→ **Given instruction**
Can you render the data below as a Markdown table with a Row column holding the row number and a Text column holding the line? Start with the line containing "Locate the cookie", go on through the line containing "x=180, y=210", and leave out blank lines.

→ **Material for this exercise**
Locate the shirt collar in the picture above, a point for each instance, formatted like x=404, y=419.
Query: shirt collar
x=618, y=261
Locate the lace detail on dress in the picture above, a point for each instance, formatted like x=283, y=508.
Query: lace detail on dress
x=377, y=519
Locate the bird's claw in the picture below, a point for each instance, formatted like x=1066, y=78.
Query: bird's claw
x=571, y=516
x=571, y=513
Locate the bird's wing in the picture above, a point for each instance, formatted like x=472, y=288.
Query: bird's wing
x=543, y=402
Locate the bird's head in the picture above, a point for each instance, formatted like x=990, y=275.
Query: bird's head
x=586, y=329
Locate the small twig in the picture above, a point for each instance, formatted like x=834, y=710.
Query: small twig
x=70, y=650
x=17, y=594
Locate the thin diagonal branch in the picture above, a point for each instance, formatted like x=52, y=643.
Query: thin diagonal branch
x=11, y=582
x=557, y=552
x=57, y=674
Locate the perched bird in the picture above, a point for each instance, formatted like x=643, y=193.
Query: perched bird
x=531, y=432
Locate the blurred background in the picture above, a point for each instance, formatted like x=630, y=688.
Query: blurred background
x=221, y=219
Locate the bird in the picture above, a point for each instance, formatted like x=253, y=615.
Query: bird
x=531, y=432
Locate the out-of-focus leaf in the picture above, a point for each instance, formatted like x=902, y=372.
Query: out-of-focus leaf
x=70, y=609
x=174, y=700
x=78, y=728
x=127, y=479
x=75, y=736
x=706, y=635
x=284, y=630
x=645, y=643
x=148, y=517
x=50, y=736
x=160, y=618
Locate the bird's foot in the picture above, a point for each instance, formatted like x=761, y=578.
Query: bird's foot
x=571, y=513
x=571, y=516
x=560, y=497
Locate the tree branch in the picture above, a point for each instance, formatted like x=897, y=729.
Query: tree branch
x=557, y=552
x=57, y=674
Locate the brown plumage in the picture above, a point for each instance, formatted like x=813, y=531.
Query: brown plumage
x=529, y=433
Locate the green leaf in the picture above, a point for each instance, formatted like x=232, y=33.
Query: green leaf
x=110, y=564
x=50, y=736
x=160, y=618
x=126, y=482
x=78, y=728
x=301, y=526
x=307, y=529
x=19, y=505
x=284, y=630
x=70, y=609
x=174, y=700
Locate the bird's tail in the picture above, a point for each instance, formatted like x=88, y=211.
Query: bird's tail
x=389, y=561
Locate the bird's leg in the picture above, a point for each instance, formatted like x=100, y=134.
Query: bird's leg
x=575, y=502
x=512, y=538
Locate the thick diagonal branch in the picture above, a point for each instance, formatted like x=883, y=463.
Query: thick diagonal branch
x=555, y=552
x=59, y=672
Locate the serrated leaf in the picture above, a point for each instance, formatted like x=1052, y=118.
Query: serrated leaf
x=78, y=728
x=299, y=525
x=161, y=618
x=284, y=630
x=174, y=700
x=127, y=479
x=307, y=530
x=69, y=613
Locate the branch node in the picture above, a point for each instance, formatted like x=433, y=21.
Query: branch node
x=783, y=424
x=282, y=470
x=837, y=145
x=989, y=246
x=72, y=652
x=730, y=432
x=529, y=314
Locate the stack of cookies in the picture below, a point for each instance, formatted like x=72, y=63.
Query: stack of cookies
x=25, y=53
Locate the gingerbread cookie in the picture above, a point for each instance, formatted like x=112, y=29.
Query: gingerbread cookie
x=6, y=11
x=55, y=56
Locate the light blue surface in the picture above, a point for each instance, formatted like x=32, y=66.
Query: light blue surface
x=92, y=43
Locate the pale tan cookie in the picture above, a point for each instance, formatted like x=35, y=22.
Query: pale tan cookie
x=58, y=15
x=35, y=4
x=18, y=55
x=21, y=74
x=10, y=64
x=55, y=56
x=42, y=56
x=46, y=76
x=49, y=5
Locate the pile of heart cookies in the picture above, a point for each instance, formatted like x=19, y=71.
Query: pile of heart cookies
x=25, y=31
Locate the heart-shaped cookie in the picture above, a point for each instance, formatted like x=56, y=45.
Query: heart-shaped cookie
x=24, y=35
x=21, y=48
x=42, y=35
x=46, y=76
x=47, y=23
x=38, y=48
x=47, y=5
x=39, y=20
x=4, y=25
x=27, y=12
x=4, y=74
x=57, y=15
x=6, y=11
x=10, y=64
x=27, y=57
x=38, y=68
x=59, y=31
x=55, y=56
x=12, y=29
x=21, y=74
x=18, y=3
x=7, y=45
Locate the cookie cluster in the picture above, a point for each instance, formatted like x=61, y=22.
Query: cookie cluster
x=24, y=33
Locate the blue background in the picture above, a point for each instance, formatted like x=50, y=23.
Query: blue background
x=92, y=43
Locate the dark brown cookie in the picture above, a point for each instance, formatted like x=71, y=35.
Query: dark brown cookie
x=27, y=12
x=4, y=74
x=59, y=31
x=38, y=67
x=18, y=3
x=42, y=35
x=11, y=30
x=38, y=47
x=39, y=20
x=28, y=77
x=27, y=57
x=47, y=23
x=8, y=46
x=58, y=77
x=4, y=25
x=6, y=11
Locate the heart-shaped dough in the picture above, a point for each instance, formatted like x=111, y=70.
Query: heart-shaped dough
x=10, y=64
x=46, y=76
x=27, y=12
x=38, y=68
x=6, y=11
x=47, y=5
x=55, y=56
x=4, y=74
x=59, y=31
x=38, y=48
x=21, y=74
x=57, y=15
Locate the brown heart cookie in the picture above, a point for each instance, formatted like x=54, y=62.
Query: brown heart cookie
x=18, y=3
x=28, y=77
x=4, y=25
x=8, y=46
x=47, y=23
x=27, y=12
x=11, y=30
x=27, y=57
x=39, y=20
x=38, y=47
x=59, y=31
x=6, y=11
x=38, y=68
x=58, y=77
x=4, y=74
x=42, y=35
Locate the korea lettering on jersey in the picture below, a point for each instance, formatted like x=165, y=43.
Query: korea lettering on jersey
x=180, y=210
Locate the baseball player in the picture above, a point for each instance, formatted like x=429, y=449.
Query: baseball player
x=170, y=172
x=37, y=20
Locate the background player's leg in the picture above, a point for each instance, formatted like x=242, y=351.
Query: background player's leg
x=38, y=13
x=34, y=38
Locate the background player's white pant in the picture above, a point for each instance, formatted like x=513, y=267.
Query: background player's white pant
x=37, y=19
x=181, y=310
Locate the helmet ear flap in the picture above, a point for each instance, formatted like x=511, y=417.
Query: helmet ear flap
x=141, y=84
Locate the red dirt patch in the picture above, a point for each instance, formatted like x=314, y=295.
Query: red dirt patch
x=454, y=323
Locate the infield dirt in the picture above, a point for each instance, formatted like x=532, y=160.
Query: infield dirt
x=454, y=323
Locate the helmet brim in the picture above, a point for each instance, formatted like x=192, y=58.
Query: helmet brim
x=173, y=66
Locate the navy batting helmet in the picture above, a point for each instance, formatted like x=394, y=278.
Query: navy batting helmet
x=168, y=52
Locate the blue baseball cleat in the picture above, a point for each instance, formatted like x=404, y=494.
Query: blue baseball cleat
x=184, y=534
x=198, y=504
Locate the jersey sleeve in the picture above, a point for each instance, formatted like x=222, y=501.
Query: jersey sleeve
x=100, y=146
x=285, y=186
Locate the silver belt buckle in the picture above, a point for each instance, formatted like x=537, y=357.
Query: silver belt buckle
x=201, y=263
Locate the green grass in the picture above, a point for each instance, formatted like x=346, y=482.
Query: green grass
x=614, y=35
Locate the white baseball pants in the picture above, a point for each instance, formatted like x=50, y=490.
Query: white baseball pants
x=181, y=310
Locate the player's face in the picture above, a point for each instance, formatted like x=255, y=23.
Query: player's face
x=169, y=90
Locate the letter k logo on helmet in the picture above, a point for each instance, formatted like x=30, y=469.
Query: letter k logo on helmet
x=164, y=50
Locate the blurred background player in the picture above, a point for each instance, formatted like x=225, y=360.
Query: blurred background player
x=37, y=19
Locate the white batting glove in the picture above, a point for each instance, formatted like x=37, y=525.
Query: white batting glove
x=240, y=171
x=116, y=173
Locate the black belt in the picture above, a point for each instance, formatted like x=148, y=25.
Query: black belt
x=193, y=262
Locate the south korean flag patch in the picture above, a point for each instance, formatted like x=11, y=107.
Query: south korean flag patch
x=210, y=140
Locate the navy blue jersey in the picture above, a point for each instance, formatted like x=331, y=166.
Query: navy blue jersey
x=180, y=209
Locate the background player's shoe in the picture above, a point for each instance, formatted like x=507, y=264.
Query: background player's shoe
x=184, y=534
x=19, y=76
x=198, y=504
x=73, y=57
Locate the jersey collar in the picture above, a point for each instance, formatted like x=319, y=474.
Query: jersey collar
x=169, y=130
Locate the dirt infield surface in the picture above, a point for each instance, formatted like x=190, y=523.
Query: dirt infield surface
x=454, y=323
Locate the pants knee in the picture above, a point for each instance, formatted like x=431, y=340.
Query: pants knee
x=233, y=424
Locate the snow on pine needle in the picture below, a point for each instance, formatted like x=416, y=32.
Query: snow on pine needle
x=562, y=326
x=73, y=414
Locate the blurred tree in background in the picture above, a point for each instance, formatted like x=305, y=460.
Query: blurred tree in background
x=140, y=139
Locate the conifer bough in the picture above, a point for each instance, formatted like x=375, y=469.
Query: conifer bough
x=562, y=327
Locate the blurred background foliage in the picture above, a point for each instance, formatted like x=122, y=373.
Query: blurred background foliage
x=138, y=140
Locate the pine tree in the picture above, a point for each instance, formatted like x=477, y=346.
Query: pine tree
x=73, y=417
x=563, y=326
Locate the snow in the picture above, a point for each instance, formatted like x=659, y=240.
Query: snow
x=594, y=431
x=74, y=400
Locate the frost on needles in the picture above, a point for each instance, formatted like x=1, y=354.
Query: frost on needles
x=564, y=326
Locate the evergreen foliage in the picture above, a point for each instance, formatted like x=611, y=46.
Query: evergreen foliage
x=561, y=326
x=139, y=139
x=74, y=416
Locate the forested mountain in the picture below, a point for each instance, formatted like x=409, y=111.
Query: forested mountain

→ **Solved exercise**
| Row | Text |
|---|---|
| 1 | Locate the cookie cluster in the picture above, a point for each instance, formatted like x=61, y=22. |
| 2 | Query: cookie cluster |
| 3 | x=24, y=33 |
| 4 | Locate the blue background in the picture above, a point for each instance, formatted like x=50, y=23. |
| 5 | Query: blue background |
| 6 | x=92, y=43 |
| 7 | Locate the dark brown cookie in the picture above, a point for each instance, formatted like x=71, y=35. |
| 8 | Query: dark brown cookie |
| 9 | x=27, y=12 |
| 10 | x=4, y=74 |
| 11 | x=59, y=31 |
| 12 | x=38, y=67 |
| 13 | x=18, y=3 |
| 14 | x=42, y=35 |
| 15 | x=11, y=30 |
| 16 | x=38, y=47 |
| 17 | x=39, y=20 |
| 18 | x=28, y=77 |
| 19 | x=27, y=57 |
| 20 | x=47, y=23 |
| 21 | x=8, y=46 |
| 22 | x=58, y=77 |
| 23 | x=4, y=25 |
| 24 | x=6, y=11 |
| 25 | Locate the heart-shaped dough in the picture above, a point for each instance, formatted like x=111, y=70. |
| 26 | Query: heart-shaped dough |
| 27 | x=10, y=64 |
| 28 | x=46, y=76 |
| 29 | x=27, y=12 |
| 30 | x=38, y=68 |
| 31 | x=6, y=11 |
| 32 | x=47, y=5 |
| 33 | x=55, y=56 |
| 34 | x=4, y=74 |
| 35 | x=59, y=31 |
| 36 | x=38, y=48 |
| 37 | x=21, y=74 |
| 38 | x=57, y=15 |
| 39 | Locate the brown heart cookie in the picture above, a point for each instance, formatted like x=54, y=62. |
| 40 | Query: brown heart cookie |
| 41 | x=18, y=3 |
| 42 | x=28, y=77 |
| 43 | x=4, y=25 |
| 44 | x=8, y=46 |
| 45 | x=47, y=23 |
| 46 | x=27, y=12 |
| 47 | x=11, y=30 |
| 48 | x=27, y=57 |
| 49 | x=39, y=20 |
| 50 | x=38, y=47 |
| 51 | x=59, y=31 |
| 52 | x=6, y=11 |
| 53 | x=38, y=68 |
| 54 | x=58, y=77 |
| 55 | x=4, y=74 |
| 56 | x=42, y=35 |
| 57 | Locate the korea lettering on jersey in the picture below, a point for each instance, formatted like x=165, y=43. |
| 58 | Query: korea lettering on jersey |
| 59 | x=180, y=210 |